-- Text under study follows --

Finalized just in time to avert a partial state government shut-down, negotiators from the House and Senate reached a deal on our state’s biennial budget. Their work was cut out for them this year between the need to meet the McCleary mandate and the challenges of a divided government. We were pleased overall by our state’s investments in critical basic needs programs and were encouraged to see new revenue, but were disappointed that the legislature declined to raise revenue from progressive sources.
Some highlights of the budget include:
- Redefining Temporary Assistance for Needy Families (TANF)’s work requirements to allow for up to two years of vocational education, creating more access for parents on TANF to get a credential from a community or technical college (aka our TANF 24 campaign).

-- Text under study concluded --

Required action A:
In the state budget text, copy out the passage from "Finalized just in" up to and including "TANF 24 campaign).".
Required action B:
According to the state budget text, how much vocational education do the redefined TANF work requirements allow?

-- Provided information follows --

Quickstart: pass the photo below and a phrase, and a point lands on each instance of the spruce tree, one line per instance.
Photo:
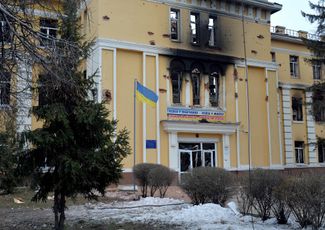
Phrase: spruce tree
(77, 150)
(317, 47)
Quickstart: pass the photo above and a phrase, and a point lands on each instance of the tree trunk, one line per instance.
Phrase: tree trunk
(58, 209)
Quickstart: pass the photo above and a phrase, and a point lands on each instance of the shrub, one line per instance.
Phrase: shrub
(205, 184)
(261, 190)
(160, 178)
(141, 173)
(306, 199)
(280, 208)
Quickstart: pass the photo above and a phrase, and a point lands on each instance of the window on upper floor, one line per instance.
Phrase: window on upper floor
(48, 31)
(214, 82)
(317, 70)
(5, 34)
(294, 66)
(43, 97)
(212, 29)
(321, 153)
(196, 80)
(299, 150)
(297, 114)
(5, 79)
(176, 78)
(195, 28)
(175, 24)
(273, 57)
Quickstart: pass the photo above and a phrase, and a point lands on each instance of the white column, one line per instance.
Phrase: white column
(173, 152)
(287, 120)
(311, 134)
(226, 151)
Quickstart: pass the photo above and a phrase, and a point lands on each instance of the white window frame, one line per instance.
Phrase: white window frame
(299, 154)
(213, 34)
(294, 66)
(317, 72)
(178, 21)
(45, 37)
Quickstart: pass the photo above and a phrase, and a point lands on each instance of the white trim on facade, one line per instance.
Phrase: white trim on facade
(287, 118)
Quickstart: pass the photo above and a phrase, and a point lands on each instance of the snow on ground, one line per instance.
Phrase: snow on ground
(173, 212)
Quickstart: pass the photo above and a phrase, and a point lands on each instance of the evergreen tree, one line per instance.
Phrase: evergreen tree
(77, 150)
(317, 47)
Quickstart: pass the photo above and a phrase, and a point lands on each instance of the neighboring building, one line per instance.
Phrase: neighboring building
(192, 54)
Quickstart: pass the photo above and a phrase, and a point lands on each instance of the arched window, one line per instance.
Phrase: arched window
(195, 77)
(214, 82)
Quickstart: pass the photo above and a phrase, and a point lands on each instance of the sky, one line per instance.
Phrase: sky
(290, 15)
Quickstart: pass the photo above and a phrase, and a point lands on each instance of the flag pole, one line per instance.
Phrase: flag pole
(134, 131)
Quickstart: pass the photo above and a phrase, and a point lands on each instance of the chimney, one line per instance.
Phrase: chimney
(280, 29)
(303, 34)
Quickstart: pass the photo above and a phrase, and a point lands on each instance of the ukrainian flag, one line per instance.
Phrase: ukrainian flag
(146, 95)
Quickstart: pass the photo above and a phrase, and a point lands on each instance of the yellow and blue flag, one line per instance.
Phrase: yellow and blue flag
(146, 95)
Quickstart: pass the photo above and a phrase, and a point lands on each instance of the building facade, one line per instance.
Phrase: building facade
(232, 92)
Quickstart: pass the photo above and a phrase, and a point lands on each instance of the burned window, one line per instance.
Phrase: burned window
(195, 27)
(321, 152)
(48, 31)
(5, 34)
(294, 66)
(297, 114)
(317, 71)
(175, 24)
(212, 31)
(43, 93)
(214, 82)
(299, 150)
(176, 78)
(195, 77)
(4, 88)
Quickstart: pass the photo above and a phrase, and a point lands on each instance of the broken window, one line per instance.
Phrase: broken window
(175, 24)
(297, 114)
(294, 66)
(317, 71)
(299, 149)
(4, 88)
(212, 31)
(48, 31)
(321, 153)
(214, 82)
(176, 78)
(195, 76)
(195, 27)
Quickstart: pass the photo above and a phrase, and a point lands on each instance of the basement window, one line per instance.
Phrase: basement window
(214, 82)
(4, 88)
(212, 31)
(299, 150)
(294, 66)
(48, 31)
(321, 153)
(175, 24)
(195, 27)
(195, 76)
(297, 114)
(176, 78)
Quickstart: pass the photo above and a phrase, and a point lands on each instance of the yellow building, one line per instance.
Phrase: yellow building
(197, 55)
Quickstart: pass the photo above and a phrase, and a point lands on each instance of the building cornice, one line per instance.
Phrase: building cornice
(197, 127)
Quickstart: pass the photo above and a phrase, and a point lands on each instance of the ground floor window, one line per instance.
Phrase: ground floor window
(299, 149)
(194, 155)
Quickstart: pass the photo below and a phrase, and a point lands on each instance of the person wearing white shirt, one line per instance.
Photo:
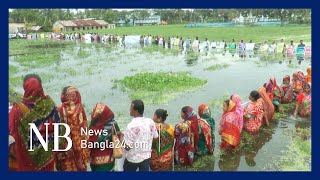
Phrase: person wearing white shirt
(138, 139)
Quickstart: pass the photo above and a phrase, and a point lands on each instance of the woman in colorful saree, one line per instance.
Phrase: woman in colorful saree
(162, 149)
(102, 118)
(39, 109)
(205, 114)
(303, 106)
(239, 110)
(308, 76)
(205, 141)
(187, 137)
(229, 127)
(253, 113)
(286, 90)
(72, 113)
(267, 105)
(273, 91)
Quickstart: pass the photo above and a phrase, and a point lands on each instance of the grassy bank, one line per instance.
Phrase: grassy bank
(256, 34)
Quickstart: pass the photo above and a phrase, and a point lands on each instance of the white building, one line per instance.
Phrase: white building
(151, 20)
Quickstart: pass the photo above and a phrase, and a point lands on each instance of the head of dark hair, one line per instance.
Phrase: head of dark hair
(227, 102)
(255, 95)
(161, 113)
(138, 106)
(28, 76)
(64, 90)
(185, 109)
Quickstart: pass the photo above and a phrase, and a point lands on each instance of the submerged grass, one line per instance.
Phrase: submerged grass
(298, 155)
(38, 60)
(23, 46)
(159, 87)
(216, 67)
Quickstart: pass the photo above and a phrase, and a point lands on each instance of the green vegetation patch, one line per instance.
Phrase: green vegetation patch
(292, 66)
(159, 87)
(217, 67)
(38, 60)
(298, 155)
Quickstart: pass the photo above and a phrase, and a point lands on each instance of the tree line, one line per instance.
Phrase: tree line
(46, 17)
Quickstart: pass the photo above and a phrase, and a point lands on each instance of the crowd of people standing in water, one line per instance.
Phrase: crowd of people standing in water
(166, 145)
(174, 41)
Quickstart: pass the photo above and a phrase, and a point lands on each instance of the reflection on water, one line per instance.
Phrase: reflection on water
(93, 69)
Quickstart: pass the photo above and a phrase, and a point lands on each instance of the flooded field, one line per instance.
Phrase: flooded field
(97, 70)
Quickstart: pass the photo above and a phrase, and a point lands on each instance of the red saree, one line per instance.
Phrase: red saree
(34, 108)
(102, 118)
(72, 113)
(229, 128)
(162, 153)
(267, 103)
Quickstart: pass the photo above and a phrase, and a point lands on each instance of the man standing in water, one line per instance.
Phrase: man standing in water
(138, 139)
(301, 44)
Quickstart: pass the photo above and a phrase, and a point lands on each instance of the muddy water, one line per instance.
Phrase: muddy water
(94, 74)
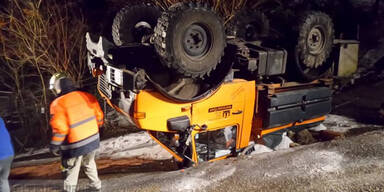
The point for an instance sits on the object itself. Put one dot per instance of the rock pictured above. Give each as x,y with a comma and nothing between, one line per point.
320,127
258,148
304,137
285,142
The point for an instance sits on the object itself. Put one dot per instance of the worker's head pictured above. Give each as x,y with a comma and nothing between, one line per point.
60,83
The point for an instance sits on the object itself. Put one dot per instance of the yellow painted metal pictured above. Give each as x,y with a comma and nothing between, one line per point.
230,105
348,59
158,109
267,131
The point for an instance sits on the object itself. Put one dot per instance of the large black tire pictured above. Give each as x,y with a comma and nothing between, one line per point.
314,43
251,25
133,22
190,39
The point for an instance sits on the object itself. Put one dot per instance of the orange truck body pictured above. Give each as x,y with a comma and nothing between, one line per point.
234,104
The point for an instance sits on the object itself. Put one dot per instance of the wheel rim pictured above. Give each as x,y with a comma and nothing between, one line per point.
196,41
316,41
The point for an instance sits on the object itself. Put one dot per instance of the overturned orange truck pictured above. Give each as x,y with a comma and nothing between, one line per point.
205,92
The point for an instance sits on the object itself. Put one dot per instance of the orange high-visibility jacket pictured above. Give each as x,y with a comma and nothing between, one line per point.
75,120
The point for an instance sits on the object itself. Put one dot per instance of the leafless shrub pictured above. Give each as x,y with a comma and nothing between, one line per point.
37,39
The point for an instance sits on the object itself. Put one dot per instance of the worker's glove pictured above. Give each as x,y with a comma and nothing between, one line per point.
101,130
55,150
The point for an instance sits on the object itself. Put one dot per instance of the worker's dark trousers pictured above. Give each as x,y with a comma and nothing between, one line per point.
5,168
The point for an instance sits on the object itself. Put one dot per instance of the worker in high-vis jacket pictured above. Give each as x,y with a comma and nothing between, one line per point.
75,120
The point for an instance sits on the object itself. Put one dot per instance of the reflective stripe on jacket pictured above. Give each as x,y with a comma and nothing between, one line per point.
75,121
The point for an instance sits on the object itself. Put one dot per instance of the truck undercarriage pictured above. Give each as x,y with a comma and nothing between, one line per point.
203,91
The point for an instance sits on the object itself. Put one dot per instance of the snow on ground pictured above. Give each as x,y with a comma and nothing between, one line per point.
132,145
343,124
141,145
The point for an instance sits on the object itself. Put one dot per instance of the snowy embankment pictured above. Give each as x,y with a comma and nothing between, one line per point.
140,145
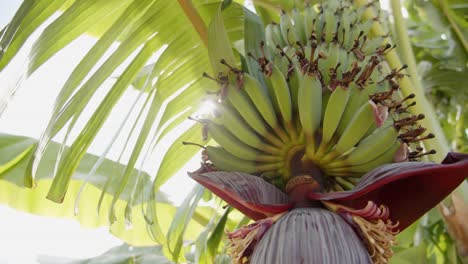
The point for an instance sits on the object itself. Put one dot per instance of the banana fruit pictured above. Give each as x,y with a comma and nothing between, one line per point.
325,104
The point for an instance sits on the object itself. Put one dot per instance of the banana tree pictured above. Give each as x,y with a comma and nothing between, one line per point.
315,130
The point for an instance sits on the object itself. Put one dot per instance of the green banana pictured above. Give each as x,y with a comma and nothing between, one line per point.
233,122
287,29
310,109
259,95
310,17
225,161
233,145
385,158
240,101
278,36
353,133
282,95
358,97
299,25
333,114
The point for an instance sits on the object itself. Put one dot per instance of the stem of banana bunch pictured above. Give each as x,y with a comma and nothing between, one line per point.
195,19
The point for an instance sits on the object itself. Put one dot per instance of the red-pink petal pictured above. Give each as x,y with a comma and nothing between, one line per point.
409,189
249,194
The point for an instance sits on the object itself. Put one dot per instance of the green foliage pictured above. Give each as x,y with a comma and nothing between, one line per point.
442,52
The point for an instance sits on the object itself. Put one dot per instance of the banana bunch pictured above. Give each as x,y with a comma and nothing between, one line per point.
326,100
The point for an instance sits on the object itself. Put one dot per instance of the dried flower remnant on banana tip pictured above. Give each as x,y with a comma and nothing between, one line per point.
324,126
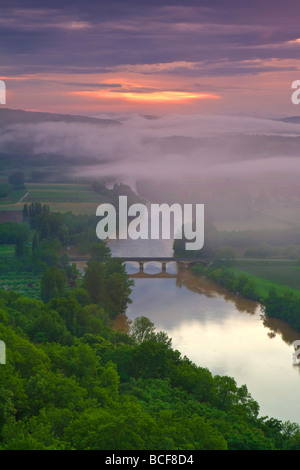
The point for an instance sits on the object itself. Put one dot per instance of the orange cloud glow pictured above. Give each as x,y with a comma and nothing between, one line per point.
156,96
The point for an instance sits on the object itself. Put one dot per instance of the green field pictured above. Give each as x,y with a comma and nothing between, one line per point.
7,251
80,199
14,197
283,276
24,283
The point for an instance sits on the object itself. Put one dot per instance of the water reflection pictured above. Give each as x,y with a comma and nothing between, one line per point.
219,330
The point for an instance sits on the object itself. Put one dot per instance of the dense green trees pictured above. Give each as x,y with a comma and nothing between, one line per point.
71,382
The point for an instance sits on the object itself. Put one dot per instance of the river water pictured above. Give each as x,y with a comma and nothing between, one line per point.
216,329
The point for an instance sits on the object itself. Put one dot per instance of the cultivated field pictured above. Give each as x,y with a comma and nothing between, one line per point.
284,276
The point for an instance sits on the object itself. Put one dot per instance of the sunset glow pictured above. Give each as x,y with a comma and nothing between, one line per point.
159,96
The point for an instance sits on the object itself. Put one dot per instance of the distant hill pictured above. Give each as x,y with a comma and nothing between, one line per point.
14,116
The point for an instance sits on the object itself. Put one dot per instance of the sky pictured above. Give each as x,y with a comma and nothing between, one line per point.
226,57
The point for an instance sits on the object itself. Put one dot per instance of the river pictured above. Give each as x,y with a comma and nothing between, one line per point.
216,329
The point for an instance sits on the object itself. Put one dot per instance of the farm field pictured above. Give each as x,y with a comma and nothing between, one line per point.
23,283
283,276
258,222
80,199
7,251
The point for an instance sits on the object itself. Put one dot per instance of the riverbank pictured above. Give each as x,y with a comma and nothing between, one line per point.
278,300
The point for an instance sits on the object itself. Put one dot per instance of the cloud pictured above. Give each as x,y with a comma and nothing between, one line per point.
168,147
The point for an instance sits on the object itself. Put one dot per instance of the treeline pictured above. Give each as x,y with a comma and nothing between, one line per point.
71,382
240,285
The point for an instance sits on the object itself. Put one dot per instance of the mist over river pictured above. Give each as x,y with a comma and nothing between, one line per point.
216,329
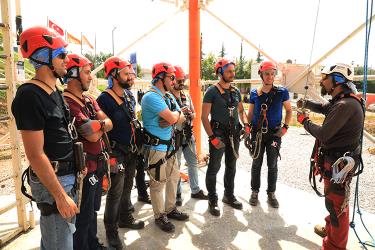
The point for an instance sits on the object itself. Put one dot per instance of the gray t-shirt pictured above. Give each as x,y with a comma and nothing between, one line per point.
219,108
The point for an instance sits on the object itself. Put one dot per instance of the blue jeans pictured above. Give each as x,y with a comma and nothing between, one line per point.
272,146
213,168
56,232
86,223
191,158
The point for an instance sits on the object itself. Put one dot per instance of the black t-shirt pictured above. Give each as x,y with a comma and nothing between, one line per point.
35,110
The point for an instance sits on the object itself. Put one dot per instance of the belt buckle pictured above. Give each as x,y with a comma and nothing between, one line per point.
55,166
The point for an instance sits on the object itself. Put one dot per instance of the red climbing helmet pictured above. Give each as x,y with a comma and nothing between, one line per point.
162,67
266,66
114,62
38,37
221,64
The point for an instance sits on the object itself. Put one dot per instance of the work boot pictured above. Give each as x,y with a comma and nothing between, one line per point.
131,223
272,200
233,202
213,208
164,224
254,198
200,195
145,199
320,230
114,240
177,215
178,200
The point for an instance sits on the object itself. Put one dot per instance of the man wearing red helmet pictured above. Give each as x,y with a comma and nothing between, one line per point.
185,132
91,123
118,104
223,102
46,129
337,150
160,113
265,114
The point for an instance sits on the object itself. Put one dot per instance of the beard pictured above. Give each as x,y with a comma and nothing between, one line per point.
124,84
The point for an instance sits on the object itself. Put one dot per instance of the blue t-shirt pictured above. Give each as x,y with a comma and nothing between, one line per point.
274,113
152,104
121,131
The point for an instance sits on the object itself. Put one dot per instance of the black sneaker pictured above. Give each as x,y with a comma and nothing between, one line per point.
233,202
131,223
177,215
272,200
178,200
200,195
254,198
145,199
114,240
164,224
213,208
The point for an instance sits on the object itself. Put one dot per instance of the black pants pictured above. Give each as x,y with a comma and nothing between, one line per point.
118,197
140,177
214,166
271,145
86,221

-- Provided information concluded --

Problem solution A:
Finalized just in time to avert a partial state government shut-down, negotiators from the House and Senate reached a deal on our state’s biennial budget. Their work was cut out for them this year between the need to meet the McCleary mandate and the challenges of a divided government. We were pleased overall by our state’s investments in critical basic needs programs and were encouraged to see new revenue, but were disappointed that the legislature declined to raise revenue from progressive sources.
Some highlights of the budget include:
- Redefining Temporary Assistance for Needy Families (TANF)’s work requirements to allow for up to two years of vocational education, creating more access for parents on TANF to get a credential from a community or technical college (aka our TANF 24 campaign).

Problem solution B:
Up to two years.